- **TASK DESCRIPTION**: Give back every one of the entries below line for line, without changing a single character.

☆ ☆ ☆

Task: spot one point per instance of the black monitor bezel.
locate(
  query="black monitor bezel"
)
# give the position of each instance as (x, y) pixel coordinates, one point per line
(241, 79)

☆ ☆ ☆

- **TASK RESULT**:
Task: spot one point per instance of the black monitor bezel.
locate(
  query="black monitor bezel"
)
# give the position of each instance as (x, y) pixel coordinates, one point per line
(241, 79)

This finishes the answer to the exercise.